» EXERCISE REQUIREMENTS:
Transcribe the whole passage on ketamine for rapid sequence intubation, reproducing it word for word.
=== TEXT BLOCK ===
I ‘jumped ship’ from etomidate to ketamine for rapid sequence intubation (RSI) in sick patients about seven years ago. Good thing too, since I later moved to Australia where we don’t have etomidate. I’ve been one of the aggressive influences behind my prehospital service’s switch to ketamine as the standard induction agent for prehospital RSI. It’s no secret that I think propofol has no place in RSI in the critically ill.
I love ketamine for its haemodynamic stability compared with other induction agents. In fact, I very rarely see a drop in blood pressure when I use it for RSI even in significantly shocked patients. One should however try to remain open to evidence that disconfirms ones biases, lest we allow science to be replaced by religion. I therefore was interested to read a report of two cases of cardiac arrest following the administration of ketamine for rapid sequence intubation (RSI)(1).
The first case was a 25 year old with septic shock due to an intestinal perforation, with a respiratory rate of 30 ‘labored’ breaths per minute and hypoxaemia prior to intubation with 2mg/kg ketamine who became bradycardic and then had a 10-15 minute PEA arrest after ketamine administration (but prior to intubation). Pre-arrest oxygen saturation and pre-induction blood gases are not reported.
The second case was an 11 year old with septic shock and pneumonia, hypoxaemia, and a severe metabolic acidosis. She arrested with bradycardia then a brief period of asystole one minute after receiving 2.4 mg/kg ketamine with rocuronium for intubation.
=== RECORDS PROVIDED ===
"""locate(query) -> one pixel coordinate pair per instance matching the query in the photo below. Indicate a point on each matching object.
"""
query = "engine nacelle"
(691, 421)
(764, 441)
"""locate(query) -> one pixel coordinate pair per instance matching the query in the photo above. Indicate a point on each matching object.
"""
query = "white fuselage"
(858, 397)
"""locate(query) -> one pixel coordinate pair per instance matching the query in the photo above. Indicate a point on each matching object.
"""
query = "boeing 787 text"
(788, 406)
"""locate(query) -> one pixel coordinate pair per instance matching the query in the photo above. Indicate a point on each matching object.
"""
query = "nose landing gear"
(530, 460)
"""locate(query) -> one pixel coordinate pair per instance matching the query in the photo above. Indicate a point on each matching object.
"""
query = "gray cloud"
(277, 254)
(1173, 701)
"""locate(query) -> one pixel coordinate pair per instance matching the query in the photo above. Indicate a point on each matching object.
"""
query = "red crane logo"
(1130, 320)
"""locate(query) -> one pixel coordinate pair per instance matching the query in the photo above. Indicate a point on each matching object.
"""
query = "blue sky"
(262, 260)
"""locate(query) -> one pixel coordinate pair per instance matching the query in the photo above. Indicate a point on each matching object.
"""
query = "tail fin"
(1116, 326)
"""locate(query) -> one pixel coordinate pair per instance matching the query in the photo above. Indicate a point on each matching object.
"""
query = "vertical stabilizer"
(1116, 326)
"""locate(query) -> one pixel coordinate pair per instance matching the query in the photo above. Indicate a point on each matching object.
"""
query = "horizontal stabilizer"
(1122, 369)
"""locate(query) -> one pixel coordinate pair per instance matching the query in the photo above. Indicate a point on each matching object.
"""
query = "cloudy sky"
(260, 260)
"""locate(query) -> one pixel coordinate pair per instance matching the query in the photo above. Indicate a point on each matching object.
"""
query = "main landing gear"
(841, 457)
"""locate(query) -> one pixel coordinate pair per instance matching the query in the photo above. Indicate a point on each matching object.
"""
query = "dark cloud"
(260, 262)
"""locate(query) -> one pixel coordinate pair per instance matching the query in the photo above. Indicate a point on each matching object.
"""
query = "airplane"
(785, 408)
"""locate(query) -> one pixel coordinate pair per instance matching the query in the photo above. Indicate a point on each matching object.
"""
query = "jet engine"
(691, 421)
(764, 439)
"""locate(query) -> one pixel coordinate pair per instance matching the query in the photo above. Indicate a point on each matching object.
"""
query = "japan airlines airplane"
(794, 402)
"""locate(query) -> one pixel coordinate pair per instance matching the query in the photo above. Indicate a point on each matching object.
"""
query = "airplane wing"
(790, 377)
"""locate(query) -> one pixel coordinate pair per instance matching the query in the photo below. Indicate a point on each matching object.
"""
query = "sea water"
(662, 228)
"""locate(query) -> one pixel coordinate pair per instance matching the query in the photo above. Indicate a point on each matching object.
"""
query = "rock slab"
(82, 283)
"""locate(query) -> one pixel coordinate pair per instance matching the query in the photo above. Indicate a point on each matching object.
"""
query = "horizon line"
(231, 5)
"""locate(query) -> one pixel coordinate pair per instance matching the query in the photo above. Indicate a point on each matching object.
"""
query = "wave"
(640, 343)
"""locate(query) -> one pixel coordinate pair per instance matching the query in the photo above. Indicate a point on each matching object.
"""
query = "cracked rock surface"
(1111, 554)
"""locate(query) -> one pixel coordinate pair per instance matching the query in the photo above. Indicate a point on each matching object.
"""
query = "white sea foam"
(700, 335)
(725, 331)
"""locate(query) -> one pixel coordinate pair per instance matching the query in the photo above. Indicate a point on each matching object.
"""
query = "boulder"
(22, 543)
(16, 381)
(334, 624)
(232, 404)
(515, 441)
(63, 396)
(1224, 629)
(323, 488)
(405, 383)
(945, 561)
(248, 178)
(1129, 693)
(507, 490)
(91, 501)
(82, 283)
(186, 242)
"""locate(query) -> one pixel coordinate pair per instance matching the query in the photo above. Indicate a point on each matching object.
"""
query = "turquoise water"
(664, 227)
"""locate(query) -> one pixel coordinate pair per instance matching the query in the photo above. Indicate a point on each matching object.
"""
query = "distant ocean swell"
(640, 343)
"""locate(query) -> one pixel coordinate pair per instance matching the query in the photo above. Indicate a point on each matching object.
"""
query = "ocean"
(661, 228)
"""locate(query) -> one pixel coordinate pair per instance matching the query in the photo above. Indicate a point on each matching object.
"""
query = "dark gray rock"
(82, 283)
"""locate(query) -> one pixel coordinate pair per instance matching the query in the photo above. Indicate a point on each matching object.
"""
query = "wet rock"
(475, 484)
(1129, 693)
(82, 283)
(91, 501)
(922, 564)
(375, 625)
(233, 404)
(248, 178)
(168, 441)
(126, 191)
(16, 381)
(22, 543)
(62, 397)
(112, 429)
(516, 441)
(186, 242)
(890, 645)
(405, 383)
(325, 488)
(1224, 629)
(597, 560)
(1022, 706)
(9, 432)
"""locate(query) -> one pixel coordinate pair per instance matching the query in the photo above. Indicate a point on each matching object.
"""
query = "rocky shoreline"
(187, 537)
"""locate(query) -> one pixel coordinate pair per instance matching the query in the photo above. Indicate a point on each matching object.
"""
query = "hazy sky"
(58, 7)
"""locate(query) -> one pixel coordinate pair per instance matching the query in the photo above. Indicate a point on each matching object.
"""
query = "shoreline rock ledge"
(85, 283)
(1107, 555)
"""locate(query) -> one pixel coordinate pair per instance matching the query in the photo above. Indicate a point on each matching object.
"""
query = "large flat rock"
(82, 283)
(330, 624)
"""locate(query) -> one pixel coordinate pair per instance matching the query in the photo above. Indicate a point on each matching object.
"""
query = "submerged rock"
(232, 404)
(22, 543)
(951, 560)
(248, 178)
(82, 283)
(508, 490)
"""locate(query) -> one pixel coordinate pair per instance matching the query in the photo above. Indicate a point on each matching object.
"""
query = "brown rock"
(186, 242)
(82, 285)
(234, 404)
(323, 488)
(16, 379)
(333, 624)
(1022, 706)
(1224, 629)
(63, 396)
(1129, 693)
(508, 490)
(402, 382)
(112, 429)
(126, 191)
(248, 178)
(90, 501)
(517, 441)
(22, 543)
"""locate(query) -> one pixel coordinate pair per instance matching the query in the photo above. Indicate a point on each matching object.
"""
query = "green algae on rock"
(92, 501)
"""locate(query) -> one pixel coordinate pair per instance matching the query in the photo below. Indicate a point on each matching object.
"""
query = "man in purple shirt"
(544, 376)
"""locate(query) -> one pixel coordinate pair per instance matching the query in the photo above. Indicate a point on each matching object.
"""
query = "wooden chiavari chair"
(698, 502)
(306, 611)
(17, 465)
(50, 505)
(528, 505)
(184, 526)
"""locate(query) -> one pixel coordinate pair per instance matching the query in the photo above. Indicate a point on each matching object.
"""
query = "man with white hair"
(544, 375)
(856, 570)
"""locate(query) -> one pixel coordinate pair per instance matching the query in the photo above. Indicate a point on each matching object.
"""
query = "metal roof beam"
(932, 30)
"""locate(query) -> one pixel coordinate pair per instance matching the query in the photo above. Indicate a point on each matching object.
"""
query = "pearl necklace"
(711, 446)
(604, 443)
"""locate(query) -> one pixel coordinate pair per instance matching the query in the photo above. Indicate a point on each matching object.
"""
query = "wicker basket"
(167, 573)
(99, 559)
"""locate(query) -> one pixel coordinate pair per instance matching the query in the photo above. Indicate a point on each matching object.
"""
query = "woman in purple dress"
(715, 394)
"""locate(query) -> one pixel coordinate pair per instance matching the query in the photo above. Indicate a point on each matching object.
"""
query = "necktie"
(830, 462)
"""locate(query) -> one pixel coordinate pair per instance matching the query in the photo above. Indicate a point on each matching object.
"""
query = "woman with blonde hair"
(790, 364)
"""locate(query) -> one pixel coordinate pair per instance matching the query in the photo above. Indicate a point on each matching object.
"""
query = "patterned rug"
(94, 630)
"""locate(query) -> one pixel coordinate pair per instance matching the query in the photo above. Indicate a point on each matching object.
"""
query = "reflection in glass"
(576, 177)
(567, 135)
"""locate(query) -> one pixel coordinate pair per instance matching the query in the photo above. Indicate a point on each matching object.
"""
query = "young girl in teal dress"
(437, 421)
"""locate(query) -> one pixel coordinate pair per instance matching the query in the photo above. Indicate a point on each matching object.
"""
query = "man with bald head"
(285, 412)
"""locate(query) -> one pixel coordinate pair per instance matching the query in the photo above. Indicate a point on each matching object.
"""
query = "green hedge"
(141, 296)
===
» EXERCISE ANSWER:
I ‘jumped ship’ from etomidate to ketamine for rapid sequence intubation (RSI) in sick patients about seven years ago. Good thing too, since I later moved to Australia where we don’t have etomidate. I’ve been one of the aggressive influences behind my prehospital service’s switch to ketamine as the standard induction agent for prehospital RSI. It’s no secret that I think propofol has no place in RSI in the critically ill.
I love ketamine for its haemodynamic stability compared with other induction agents. In fact, I very rarely see a drop in blood pressure when I use it for RSI even in significantly shocked patients. One should however try to remain open to evidence that disconfirms ones biases, lest we allow science to be replaced by religion. I therefore was interested to read a report of two cases of cardiac arrest following the administration of ketamine for rapid sequence intubation (RSI)(1).
The first case was a 25 year old with septic shock due to an intestinal perforation, with a respiratory rate of 30 ‘labored’ breaths per minute and hypoxaemia prior to intubation with 2mg/kg ketamine who became bradycardic and then had a 10-15 minute PEA arrest after ketamine administration (but prior to intubation). Pre-arrest oxygen saturation and pre-induction blood gases are not reported.
The second case was an 11 year old with septic shock and pneumonia, hypoxaemia, and a severe metabolic acidosis. She arrested with bradycardia then a brief period of asystole one minute after receiving 2.4 mg/kg ketamine with rocuronium for intubation.